Problem 1: Sum up the build instructions in two sentences.
Problem 2: According to the build instructions, what should be used in place of the icx driver with the open-source version of the oneAPI DPC++ Compiler?

Full list of options can be found `here <https://cmake.org/cmake/help/latest/manual/cmake.1.html#build-a-project>`__.

You can build the library on Linux, macOS, or Windows using the compiler of your choice.

Build on Linux and macOS
------------------------

Use GCC, Clang, or Intel oneAPI DPC++/C++ Compiler
++++++++++++++++++++++++++++++++++++++++++++++++++

#. Set up the environment for the compiler
   
   .. ref-code-block:: cpp
   
   	# Uncomment the following lines to build with GCC
   	# export CC=gcc
   	# export CXX=g++
   	
   	# Uncomment the following lines to build with Clang
   	# export CC=clang
   	# export CXX=clang++
   	
   	# Uncomment the following lines to build with Intel oneAPI DPC++/C++ Compiler (x64 only)
   	# export CC=icx
   	# export CXX=icpx

#. Generate the build system
   
   .. ref-code-block:: cpp
   
   	mkdir -p build ; cd build
   	cmake ..

#. Build the library
   
   For Linux:
   
   .. ref-code-block:: cpp
   
   	cmake --build . --parallel $(nproc)
   
   For macOS:
   
   .. ref-code-block:: cpp
   
   	cmake --build . --parallel $(sysctl -n hw.ncpu)

Use Intel oneAPI DPC++/C++ Compiler with SYCL runtime
+++++++++++++++++++++++++++++++++++++++++++++++++++++

#. Set up the environment for the compiler
   
   Intel oneAPI DPC++/C++ Compiler uses the ``setvars.sh`` script to set all the required variables. The command below assumes you installed the compiler to the default folder. If you customized the installation folder, ``setvars.sh`` (Linux/macOS) is in your custom folder.
   
   .. ref-code-block:: cpp
   
   	source /opt/intel/oneapi/setvars.sh
   	
   	# Set Intel oneAPI DPC++/C++ Compiler as default C and C++ compilers
   	export CC=icx
   	export CXX=icpx

#. Generate the build system
   
   .. ref-code-block:: cpp
   
   	mkdir -p build ; cd build
   	cmake .. -DONEDNN_CPU_RUNTIME=SYCL \
   	         -DONEDNN_GPU_RUNTIME=SYCL
   
   .. note:: 
   
      Open-source version of oneAPI DPC++ Compiler does not have the icx driver, use clang/clang++ instead. Open-source version of oneAPI DPC++ Compiler may not contain OpenCL runtime. In this case, you can use ``OPENCLROOT`` CMake option or environment variable of the same name to specify path to the OpenCL runtime if it is installed in a custom location.

#. Build the library
   
   For Linux:
   
   .. ref-code-block:: cpp
   
   	cmake --build . --parallel $(nproc)
   
   For macOS:
   
   .. ref-code-block:: cpp
   
   	cmake --build . --parallel $(sysctl -n hw.ncpu)

Data supplied:

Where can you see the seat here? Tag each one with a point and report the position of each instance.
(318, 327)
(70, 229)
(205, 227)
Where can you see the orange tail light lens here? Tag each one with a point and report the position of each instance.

Task output 1: The library can be built on Linux, macOS, or Windows with any compiler you choose. On Linux and macOS, you set up the compiler environment, make a build folder, generate the build system with cmake, and build with cmake --build in parallel; for the SYCL runtime, you first source setvars.sh, set icx and icpx as the compilers, and pass SYCL as the CPU and GPU runtime options to cmake.

Task output 2: clang/clang++